## Task brief
Please reproduce the lines starting at the one containing "Target: blue surgical face mask" and ending at the one containing "59], [183, 70]]", requests included, with every polygon coordinate in the answers scaled by 1.75 and rounded to a whole number, halves rounded up. Leave the numbers in the requests and their format samples unchanged.

[Records from an annotation dataset]

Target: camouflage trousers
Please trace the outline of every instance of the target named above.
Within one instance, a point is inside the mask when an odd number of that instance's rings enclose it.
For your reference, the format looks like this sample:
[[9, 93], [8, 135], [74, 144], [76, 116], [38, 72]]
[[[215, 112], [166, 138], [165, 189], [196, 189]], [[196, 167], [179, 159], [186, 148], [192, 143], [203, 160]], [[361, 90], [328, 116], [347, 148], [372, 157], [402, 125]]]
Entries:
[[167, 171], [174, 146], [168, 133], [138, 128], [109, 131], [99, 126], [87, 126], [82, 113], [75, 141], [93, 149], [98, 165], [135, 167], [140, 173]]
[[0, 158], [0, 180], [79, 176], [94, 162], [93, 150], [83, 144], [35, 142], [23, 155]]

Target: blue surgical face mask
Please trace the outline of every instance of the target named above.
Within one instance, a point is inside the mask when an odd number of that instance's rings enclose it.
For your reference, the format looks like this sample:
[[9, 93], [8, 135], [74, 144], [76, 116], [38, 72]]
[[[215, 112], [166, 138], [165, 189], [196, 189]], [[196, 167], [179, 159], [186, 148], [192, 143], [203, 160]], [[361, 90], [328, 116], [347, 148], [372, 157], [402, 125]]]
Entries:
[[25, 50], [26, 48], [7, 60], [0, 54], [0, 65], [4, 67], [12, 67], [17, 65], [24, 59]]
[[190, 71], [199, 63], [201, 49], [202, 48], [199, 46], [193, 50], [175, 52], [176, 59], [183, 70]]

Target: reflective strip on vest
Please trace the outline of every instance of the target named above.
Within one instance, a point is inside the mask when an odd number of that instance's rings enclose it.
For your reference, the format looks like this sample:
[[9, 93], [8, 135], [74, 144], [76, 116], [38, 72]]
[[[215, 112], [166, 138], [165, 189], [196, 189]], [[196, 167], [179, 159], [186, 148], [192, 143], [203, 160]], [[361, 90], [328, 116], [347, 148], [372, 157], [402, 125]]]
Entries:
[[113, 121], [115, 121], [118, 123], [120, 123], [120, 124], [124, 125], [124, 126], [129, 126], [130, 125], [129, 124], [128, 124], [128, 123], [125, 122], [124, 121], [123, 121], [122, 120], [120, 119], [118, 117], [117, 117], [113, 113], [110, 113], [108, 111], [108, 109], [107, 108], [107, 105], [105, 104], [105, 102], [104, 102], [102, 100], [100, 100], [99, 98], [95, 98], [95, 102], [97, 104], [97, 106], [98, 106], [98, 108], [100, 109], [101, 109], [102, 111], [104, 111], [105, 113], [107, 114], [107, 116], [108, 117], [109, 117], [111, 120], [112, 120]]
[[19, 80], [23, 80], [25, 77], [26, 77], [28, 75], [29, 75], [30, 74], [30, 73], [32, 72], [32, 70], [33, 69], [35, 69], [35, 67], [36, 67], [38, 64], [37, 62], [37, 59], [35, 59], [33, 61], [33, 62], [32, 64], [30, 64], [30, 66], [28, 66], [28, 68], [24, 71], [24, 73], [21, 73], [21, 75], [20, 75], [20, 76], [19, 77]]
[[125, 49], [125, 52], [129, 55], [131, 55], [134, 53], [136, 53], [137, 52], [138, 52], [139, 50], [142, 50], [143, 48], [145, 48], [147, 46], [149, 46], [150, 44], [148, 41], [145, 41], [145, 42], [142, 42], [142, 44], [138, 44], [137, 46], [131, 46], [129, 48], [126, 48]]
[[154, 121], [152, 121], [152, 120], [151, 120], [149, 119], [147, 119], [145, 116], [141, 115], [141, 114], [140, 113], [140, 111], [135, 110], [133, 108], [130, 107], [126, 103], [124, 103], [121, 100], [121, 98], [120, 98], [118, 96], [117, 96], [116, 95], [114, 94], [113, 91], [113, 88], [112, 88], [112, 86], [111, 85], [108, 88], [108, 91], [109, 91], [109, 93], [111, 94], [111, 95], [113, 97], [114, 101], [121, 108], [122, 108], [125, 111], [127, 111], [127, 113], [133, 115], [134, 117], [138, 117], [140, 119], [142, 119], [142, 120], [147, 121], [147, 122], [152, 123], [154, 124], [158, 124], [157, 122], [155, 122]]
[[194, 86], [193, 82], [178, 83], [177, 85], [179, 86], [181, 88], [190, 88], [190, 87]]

## Full output
Target: blue surgical face mask
Please trace the outline of every instance of the target named above.
Within one instance, a point is inside the mask when an odd number of that instance's rings enclose it.
For your reference, the format looks like this sample:
[[9, 93], [8, 135], [74, 144], [76, 116], [38, 72]]
[[[215, 112], [166, 138], [165, 189], [196, 189]], [[196, 167], [179, 159], [186, 148], [192, 143], [203, 160]], [[361, 90], [328, 116], [347, 148], [372, 157], [402, 125]]]
Entries:
[[44, 88], [46, 84], [12, 105], [0, 95], [0, 114], [7, 117], [21, 117], [30, 114], [42, 103]]
[[333, 124], [348, 110], [352, 86], [354, 84], [348, 81], [338, 88], [306, 91], [308, 103], [320, 123]]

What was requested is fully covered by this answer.